## start Extract to read
There's something I don't get. Let's say I want to record CNN programs. How do I do that? Is there a card that can descramble the signal so I can save it on my hard drive to view it later? Or this only can be done for OTA signals?


----------



## FTA Michael

If you hook the output of pretty much anything to a TiVo, you can use that to record it.

Otherwise, to record a FTA channel, you either need to have a FTA receiver with DVR functionality or a FTA tuner card or USB thingie hooked to a computer, which can typically record available programs.

Finally, unless you count the on-again off-again CNN that sometimes shows up on Galaxy 18, you really can't count on getting CNN from FTA.


----------



## kevinturcotte

sadoun said:


> bidger,
> 
> Here is an updated list of FTA channels:
> http://www.gofastmotorsports.com/channellist.html
> 
> NBC HD has some feeds on AMC1 and AMC18.
> 
> Today they were showing feeds from the Gulf of Mexico Oil spill. These raw feeds are there but will get edited and cut. You will be lucky if you can see 30 seconds on the 6 o'clock national network news of the 1 or 2 hour feed.
## end Extract to read
### Work instructions
- A) In the forum thread on recording satellite TV, why would someone be lucky to see 30 seconds of the Gulf of Mexico oil spill feed on the national news? Answer in one to three sentences.
- B) Write the next part of the forum thread on recording satellite TV, picking up after its last sentence.
The data that comes next is separate from the forum thread on recording satellite TV.
## start Data entries
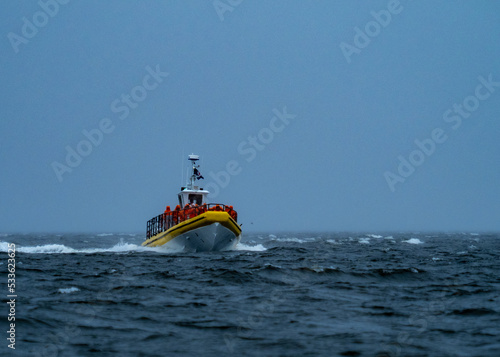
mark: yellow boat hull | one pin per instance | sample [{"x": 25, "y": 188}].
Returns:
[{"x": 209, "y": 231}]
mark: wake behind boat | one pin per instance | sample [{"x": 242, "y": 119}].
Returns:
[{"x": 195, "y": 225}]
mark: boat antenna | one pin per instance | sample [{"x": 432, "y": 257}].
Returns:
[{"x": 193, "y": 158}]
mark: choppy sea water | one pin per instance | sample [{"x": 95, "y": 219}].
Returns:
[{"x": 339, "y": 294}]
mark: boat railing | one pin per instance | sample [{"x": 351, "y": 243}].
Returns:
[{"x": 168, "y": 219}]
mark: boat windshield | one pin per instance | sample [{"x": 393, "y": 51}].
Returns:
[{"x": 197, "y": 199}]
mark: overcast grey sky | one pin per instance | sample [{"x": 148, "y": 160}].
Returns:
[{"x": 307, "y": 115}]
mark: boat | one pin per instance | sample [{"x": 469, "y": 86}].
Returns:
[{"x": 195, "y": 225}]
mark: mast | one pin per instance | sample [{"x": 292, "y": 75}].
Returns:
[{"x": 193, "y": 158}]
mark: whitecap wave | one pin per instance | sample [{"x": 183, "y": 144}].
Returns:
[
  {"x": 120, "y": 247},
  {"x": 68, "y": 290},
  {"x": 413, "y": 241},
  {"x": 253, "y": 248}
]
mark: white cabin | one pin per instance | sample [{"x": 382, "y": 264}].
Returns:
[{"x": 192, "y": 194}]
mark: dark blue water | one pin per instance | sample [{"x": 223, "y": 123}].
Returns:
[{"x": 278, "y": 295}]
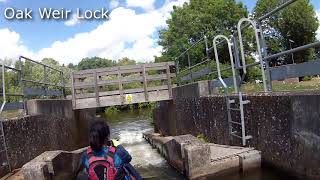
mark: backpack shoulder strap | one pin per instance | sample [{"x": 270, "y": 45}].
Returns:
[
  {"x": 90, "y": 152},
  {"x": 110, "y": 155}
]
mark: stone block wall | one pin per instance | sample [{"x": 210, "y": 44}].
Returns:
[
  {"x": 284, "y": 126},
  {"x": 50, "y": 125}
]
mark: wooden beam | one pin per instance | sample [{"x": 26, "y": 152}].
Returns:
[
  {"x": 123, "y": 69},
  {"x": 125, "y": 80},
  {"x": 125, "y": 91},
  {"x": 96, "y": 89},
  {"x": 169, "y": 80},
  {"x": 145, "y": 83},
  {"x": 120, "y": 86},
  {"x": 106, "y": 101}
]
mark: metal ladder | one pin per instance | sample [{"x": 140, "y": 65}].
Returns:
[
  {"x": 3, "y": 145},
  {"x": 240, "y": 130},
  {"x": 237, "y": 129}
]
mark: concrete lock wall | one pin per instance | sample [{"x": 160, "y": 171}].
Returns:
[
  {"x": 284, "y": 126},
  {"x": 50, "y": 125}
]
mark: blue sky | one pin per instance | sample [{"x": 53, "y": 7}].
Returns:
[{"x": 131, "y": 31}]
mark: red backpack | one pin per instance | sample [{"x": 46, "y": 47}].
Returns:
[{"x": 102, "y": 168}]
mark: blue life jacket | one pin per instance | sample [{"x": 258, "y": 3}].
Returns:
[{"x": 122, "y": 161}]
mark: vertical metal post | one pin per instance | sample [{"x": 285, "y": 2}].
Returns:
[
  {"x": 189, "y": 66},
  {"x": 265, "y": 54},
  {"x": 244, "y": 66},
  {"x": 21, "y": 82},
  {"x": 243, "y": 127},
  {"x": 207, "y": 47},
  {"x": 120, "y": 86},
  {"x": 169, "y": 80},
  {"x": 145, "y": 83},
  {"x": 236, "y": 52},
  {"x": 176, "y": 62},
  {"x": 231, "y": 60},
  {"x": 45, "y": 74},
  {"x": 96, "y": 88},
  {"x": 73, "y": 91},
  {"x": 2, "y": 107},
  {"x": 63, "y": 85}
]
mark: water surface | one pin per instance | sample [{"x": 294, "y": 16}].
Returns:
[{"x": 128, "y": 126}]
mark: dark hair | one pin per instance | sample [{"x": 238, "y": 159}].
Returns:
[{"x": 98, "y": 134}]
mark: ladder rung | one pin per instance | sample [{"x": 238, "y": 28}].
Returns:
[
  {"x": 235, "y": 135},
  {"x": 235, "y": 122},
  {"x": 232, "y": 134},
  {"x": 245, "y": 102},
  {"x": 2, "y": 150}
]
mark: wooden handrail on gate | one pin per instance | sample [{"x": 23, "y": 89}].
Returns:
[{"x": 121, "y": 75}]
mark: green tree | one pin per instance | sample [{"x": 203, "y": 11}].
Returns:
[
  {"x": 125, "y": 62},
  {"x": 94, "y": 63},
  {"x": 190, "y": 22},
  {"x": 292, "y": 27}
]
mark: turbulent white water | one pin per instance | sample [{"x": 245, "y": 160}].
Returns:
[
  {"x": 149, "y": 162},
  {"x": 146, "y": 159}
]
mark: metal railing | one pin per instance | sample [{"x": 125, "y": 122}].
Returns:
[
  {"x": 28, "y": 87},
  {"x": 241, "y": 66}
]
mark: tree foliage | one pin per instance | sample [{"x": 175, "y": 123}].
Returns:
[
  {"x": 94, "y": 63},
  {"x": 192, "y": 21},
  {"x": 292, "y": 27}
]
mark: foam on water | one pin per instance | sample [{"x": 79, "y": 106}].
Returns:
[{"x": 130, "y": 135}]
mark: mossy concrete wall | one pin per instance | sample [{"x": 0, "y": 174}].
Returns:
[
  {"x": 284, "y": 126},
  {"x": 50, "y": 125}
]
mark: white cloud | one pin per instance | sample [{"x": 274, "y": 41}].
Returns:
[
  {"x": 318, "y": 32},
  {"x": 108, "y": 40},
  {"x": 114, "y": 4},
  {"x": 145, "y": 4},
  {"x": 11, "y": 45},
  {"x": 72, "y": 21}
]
## end Data entries
## start Data entries
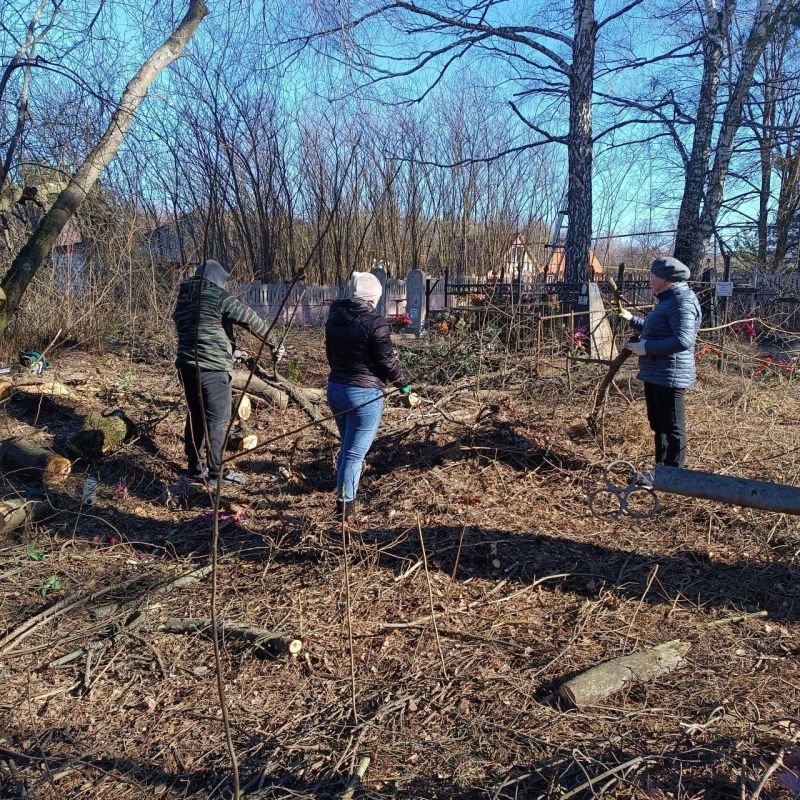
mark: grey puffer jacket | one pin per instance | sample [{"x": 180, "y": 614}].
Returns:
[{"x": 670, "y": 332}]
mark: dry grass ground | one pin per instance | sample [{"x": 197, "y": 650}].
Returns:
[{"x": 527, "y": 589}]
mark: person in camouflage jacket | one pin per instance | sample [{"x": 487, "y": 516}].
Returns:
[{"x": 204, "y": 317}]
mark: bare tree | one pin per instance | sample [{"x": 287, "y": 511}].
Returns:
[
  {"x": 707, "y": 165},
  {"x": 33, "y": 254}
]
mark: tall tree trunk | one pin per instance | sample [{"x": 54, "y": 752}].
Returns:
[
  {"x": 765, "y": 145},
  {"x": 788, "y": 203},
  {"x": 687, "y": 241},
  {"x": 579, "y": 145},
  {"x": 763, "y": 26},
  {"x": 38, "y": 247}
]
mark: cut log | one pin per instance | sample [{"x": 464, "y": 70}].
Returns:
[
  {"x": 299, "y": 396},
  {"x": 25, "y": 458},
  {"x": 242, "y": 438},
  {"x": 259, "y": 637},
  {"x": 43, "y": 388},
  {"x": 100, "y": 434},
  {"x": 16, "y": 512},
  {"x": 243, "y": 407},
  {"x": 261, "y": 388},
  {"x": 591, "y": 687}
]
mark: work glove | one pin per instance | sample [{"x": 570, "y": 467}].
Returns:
## end Data entries
### Exercise responses
- A) The raw feeds on the satellite get edited and cut before airing. Of a 1 or 2 hour feed, you will be lucky to see 30 seconds on the 6 o'clock national network news.

- B)
Would it be possible to get (In HD) NBC, ABC, CBS, Fox, and CW? What would I need for a dish?


----------



## TheRatPatrol

So does the dish have to move in order for it to pick up different satellites, like the old C-band dishes, or are there multiple LNBs on the dish? Thanks.


----------



## sadoun

TheRatPatrol said:


> So does the dish have to move in order for it to pick up different satellites, like the old C-band dishes, or are there multiple LNBs on the dish? Thanks.


Yes, the dish will have to move to several satellites.

[YOUTUBEHD]KWh7nhMaLyU[/YOUTUBEHD]

There are mulitple LNBFs dishes like the T90 toroidal. But it is limited to 40 degrees of the arc and it costs a lot more than a motor to add LNBFs, switches, and the cost of the toroidal dish itself.


----------



## Davenlr

kevinturcotte said:


> Would it be possible to get (In HD) NBC, ABC, CBS, Fox, and CW? What would I need for a dish?


All but FOX, they seem the think SCRAMBLING the Simpsons is a good idea 
If I recall, you are in Maine, or the far NE? If so, your minimum dish size would probably be about 10 feet, as ABC, CBS, and CW are on C band. NBC is Ku or C.


----------



## kevinturcotte

Davenlr said:


> All but FOX, they seem the think SCRAMBLING the Simpsons is a good idea
> If I recall, you are in Maine, or the far NE? If so, your minimum dish size would probably be about 10 feet, as ABC, CBS, and CW are on C band. NBC is Ku or C.


Yeah, Maine. 10 foot? Yeah, that would NOT go over well. I might get it up, but I'd be looking for a new place to live the next day :lol:


----------



## sadoun

C-Band has a lot of FTA channels, but it is not feasible to install a 6'+ dish for most people. Those who have a c-band dish, can switch to FTA and enjoy the available channels.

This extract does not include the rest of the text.